Point annotation dataset records
━━━━

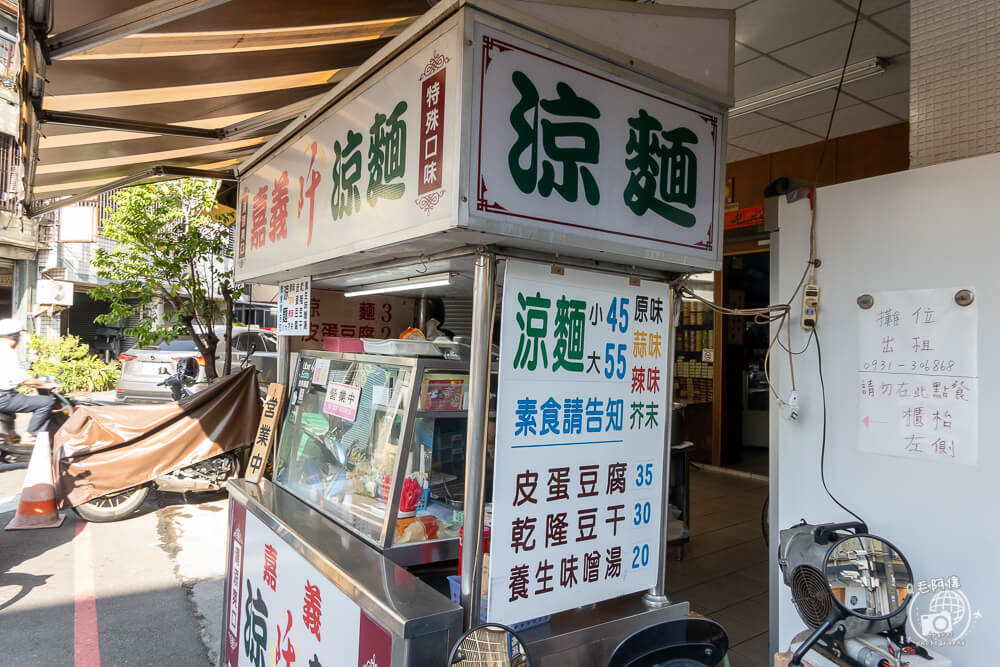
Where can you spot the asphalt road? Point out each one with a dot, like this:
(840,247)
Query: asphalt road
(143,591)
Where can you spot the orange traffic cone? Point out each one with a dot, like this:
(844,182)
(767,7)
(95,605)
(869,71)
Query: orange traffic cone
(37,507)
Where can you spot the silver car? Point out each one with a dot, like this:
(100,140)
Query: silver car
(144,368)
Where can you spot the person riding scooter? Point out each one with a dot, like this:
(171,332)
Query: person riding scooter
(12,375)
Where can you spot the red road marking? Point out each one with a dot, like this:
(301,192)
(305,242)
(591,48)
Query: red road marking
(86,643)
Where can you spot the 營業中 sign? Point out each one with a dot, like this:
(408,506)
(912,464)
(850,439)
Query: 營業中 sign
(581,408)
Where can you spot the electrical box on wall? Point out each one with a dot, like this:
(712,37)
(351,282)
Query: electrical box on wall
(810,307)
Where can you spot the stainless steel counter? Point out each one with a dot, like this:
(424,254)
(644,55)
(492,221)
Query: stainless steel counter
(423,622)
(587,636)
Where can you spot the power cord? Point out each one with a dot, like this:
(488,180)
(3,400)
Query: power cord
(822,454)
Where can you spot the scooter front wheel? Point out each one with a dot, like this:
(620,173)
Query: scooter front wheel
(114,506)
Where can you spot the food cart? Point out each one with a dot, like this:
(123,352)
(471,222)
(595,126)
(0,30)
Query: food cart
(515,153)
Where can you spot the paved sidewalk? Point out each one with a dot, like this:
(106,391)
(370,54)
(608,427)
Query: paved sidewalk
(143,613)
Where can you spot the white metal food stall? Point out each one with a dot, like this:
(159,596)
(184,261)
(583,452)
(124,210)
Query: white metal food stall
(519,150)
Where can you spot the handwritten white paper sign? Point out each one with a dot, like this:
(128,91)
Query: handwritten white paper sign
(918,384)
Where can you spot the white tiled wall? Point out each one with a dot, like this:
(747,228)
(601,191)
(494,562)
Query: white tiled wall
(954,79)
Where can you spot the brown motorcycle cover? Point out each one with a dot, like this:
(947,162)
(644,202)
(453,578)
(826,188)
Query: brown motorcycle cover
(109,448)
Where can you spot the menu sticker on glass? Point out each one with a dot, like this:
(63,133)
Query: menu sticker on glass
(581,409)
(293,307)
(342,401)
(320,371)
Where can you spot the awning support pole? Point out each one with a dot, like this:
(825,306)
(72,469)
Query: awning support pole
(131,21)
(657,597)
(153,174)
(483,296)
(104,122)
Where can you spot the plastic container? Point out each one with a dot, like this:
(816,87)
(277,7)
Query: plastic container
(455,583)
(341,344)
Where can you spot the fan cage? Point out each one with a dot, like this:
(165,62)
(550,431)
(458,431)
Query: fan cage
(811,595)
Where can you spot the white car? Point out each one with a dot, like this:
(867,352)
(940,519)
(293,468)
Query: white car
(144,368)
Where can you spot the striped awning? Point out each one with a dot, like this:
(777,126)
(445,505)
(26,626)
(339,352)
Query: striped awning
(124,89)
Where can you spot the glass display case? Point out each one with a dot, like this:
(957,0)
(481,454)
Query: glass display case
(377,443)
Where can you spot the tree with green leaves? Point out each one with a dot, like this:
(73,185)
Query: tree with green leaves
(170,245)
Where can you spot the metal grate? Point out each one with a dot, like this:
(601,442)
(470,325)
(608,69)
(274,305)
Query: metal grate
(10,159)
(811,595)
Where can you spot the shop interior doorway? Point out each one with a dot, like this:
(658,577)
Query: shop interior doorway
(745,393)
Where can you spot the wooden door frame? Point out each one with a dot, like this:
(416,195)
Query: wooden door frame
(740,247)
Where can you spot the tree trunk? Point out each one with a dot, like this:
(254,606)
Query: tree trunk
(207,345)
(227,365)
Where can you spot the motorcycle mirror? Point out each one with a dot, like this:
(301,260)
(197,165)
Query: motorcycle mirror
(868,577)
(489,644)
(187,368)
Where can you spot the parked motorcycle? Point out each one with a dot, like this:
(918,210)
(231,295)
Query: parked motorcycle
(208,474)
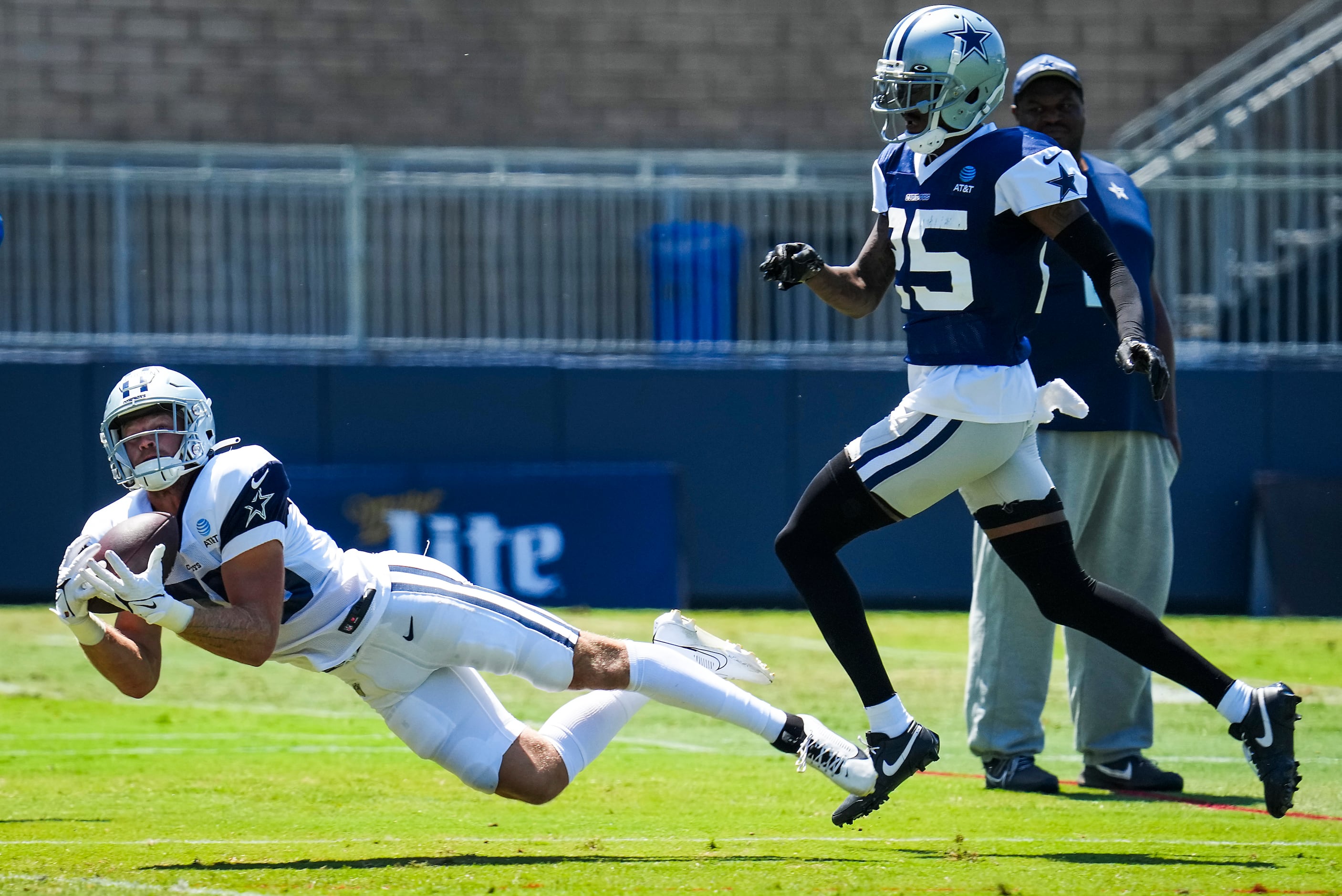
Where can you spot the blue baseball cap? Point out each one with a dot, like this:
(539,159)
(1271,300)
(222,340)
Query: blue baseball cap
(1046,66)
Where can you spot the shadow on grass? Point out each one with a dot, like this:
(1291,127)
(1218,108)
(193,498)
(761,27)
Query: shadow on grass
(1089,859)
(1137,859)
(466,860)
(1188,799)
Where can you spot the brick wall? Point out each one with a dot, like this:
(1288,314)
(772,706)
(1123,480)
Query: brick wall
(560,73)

━━━━

**Exercise**
Extract the text of all the records above verbatim, excluding pictures.

**Answer to this task**
Where can you spot the asphalt road? Point out each one with a dot, like this:
(840,247)
Query: asphalt road
(143,591)
Where can you spot the orange traffic cone? Point out each one with a dot, like this:
(844,182)
(767,7)
(95,605)
(869,71)
Query: orange traffic cone
(37,507)
Where can you spot the silver car? Point out each one with a dot, like this:
(100,140)
Query: silver car
(144,368)
Where can you spot the person riding scooter? Point out each one with a dot, like this:
(171,332)
Query: person riding scooter
(12,375)
Where can you spot the red road marking? Point out each one with a dot, like this:
(301,192)
(305,242)
(591,48)
Query: red road marking
(86,643)
Where can you spot the 營業中 sign? Point out each one with a dot, like this:
(408,506)
(912,464)
(850,439)
Query: 營業中 sign
(581,408)
Where can you spot the electrical box on wall? Point out each one with a dot, like this:
(712,37)
(351,282)
Query: electrical box on wall
(810,307)
Where can you spot the stainless steel counter? Point out each one with a dot, like this:
(424,254)
(644,55)
(492,221)
Query: stainless steel counter
(423,622)
(587,636)
Where can you spot the power cord? Point out each one with a dot, like this:
(488,180)
(3,400)
Query: power cord
(822,454)
Where can you spot the scooter front wheel? Point out each one with a dot, like this:
(620,173)
Query: scooter front wheel
(114,506)
Where can you spot the food cart? Point out each one with a dot, like this:
(123,352)
(471,222)
(595,126)
(0,30)
Query: food cart
(515,153)
Where can you spot the paved sidewalk? Point out each one with a dot, like this:
(106,391)
(370,54)
(608,427)
Query: paved sidewalk
(143,613)
Where can you spot the white metal food stall? Point out each one with a dot, like this:
(159,596)
(184,261)
(583,452)
(124,210)
Query: white metal food stall
(519,150)
Where can you spot the handwritten white paper sign? Point out each one with a dot, like this:
(128,91)
Query: handwritten white paper sign
(918,384)
Where can you spot the white tiled wall? Point out each one with a dot, like this:
(747,228)
(601,191)
(494,562)
Query: white tiled wall
(954,79)
Where can you spot the brown motorcycle cover? Point out each one with a dot, like this:
(947,162)
(644,202)
(453,578)
(826,188)
Query: brown motorcycle cover
(109,448)
Where can you spot the menu sticker on glass? Point out each one with a dot, like this:
(63,133)
Query: menu sticker on glass
(581,409)
(293,307)
(342,401)
(320,371)
Where can you spot the awning support pole? Point out each one with a dot, like this:
(825,306)
(72,469)
Query: awning support pole
(131,21)
(657,597)
(153,174)
(483,296)
(104,122)
Where can you spot the plastic container? Point out each one with a dot, like this:
(816,87)
(277,7)
Query: plastic container
(455,583)
(341,344)
Where can you spot the fan cage? Point out each one with a dot, like this:
(165,62)
(550,431)
(458,431)
Query: fan cage
(811,595)
Where can you spot the white car? Point out each one with a dot, like this:
(867,352)
(940,519)
(293,468)
Query: white car
(144,368)
Where can you spot the striped awning? Point out each one with a dot, like this:
(777,126)
(445,505)
(26,626)
(339,352)
Query: striped awning
(124,89)
Where can you spot the glass display case? Point out each one with a dot, like this:
(957,0)
(481,454)
Query: glass display case
(377,443)
Where can you spot the tree with green leaves? Point out each one with a dot, like this:
(73,185)
Query: tree with green leaves
(170,245)
Where can you spot the metal grate? Point out each one with a dot, like this:
(601,442)
(470,325)
(608,69)
(274,305)
Query: metal grate
(10,159)
(811,595)
Where can you spot the shop interior doorway? Point out each one with a dot, like this:
(658,577)
Query: shop interior doorway
(745,393)
Where can you spot the wooden door frame? Point out each one with a dot, like this:
(416,195)
Query: wooden door frame
(740,247)
Where can you spot the tree trunk? Point out each one with a dot, like this:
(254,606)
Query: tree trunk
(207,345)
(227,365)
Where can you spot the motorcycle mirror? Point out each one with a dot, like this:
(301,260)
(197,165)
Query: motorcycle mirror
(868,577)
(489,644)
(187,368)
Where can you spot the parked motorcycle? Point out each one with a dot, like this:
(918,210)
(231,295)
Query: parked motorcycle
(208,474)
Where can you spot the blue baseball cap? Point out each one with a dot, like this:
(539,159)
(1271,300)
(222,340)
Query: blue baseball cap
(1046,66)
Where can you spot the shadow on grass? Point out each one with a dot, like this:
(1291,127)
(1218,108)
(193,498)
(761,27)
Query: shadow on grass
(1089,859)
(1137,859)
(466,860)
(1188,799)
Where can you spot the brick wall? Point out each one with a dot, like this:
(1288,314)
(772,706)
(1123,480)
Query: brick wall
(560,73)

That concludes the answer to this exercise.